WHAT IS REQUIRED:
Your output should be the lines from the one with "If you could identify the overcast" through the end of the entries below, set down word for word and nothing else.

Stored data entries
◇ ◇ ◇ ◇
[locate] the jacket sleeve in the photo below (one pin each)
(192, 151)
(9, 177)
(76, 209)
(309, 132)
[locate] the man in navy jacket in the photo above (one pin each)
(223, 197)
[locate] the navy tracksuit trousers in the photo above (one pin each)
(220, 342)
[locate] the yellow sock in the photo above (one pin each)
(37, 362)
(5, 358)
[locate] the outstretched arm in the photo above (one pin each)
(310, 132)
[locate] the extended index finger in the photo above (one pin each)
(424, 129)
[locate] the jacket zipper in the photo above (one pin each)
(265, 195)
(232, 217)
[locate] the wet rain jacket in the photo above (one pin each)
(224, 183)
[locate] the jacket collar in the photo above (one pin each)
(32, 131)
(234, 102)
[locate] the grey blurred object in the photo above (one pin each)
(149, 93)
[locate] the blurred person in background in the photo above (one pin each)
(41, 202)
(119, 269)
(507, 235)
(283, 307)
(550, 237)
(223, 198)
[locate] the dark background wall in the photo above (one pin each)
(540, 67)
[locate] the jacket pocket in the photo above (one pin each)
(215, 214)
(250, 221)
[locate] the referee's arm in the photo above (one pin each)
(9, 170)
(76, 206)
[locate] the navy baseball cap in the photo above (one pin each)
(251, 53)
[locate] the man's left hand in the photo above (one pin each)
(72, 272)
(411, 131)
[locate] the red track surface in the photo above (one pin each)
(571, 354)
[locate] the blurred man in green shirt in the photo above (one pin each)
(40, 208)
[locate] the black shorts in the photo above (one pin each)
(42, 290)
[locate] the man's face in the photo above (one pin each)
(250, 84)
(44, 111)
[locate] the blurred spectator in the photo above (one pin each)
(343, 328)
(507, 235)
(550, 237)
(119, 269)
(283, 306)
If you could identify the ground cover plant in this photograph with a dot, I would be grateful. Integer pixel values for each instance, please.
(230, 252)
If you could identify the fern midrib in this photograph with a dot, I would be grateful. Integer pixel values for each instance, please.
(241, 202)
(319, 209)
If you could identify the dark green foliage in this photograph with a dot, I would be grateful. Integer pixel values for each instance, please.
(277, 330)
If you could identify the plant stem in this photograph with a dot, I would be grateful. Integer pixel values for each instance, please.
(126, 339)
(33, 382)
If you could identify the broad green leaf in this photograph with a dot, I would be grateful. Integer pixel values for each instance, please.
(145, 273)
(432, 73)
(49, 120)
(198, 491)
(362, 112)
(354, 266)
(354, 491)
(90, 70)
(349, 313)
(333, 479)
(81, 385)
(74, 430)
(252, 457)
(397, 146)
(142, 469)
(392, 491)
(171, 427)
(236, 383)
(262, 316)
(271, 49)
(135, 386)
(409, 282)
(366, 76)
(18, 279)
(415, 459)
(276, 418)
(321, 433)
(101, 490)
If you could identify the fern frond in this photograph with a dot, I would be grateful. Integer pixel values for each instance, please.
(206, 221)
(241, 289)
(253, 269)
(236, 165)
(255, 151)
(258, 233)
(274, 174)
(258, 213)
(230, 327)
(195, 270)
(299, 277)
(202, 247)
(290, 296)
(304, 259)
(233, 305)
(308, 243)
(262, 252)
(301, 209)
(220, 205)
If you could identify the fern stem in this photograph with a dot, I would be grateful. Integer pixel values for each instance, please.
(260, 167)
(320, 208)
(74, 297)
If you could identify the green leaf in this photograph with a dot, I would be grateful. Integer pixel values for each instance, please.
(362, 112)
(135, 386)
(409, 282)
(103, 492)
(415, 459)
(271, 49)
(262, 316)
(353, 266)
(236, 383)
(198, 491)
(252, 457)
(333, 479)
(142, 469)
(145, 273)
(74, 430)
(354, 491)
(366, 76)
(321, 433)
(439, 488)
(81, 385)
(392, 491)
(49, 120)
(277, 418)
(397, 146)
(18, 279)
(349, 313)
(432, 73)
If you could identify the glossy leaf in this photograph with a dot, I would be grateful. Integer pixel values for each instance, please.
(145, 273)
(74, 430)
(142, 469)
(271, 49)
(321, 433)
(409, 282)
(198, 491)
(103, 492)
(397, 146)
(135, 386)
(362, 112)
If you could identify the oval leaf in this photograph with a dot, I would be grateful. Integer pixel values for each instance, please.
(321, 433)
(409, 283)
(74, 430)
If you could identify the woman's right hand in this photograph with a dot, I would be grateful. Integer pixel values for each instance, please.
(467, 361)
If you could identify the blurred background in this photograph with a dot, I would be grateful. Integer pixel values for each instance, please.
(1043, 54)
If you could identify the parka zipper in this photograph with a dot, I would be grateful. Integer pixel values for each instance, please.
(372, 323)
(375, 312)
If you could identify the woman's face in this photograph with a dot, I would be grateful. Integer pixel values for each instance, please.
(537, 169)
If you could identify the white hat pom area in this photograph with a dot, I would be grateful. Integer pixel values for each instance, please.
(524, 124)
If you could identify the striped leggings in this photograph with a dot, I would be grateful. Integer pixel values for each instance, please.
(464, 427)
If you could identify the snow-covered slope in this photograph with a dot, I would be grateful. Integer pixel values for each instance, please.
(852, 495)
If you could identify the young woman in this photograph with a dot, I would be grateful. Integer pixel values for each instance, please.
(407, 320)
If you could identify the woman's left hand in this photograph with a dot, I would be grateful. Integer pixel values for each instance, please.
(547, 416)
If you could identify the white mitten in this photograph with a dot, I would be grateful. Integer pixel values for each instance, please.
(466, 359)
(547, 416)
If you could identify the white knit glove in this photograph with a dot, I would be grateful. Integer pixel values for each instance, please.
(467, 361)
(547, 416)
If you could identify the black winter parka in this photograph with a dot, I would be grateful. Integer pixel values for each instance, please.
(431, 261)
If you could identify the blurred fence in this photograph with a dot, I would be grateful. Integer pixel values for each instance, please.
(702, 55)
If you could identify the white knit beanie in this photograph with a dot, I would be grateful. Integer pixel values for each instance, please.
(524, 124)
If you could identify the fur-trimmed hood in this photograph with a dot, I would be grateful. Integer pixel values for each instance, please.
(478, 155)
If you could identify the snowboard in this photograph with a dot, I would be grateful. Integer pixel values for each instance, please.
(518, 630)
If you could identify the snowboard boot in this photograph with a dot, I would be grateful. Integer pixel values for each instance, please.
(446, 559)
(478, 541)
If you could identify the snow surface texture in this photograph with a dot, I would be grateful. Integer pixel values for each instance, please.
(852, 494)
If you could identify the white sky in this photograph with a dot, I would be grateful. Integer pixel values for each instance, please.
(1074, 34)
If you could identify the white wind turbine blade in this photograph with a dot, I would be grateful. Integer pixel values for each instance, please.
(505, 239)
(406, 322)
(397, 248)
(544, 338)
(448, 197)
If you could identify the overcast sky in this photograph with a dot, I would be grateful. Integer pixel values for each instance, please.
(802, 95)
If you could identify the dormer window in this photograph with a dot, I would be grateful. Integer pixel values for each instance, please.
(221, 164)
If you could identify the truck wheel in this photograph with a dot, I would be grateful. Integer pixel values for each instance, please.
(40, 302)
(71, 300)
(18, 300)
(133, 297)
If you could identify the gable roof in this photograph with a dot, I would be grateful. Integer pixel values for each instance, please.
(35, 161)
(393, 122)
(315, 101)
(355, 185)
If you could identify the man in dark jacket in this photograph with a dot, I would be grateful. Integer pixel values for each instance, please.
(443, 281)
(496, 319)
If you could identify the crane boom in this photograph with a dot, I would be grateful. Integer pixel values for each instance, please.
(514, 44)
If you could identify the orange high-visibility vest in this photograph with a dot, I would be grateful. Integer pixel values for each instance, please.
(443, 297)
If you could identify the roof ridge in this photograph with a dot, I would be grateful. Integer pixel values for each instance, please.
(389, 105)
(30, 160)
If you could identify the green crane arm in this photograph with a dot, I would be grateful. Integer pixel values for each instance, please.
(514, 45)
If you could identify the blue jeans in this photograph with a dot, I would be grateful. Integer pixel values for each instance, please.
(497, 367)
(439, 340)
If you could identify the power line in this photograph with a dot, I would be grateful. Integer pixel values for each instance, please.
◇ ◇ ◇ ◇
REPLY:
If you could identify the overcast sky in this photograph with a dot, I would be grateful. Integer pixel values for each instance, please.
(802, 95)
If you could identify the dormer window in this photograph with a dot, I would be grateful. Integer pixel values for each instance, please.
(221, 164)
If you could identify the truck wheel in this photograph with a dot, I would be grateful. Integer pixel values for each instance, please.
(40, 302)
(71, 300)
(18, 300)
(133, 297)
If you could identify the gable roof in this photograph with a dot, I would be grateful. Integer pixel values for each instance, please.
(35, 161)
(393, 122)
(315, 101)
(355, 185)
If you could identify the man in dark jacket in this photograph with a dot, I would be grateful. Integer pixel values for each instance, please.
(443, 281)
(496, 319)
If you could identify the crane boom in this photograph with a dot, I would be grateful. Integer pixel values for each instance, please.
(514, 44)
If you could identify the orange high-visibility vest in this photograph with a dot, I would be grateful. Integer pixel values for each instance, please.
(443, 297)
If you could identify the roof ridge in this photograph with a dot, I would be grateful. Integer pixel values for each instance, please.
(389, 105)
(30, 160)
If you could identify the green crane arm in this photograph with a dot, I would be grateful. Integer pixel values for each instance, please.
(514, 45)
If you could identify the blue jeans in this photograph with a dot, I would be grateful. Integer pixel values for each instance, please.
(497, 367)
(439, 340)
If you could identify the power line in this photograph with a dot, I would be grateful. Integer pixel values for each instance, please.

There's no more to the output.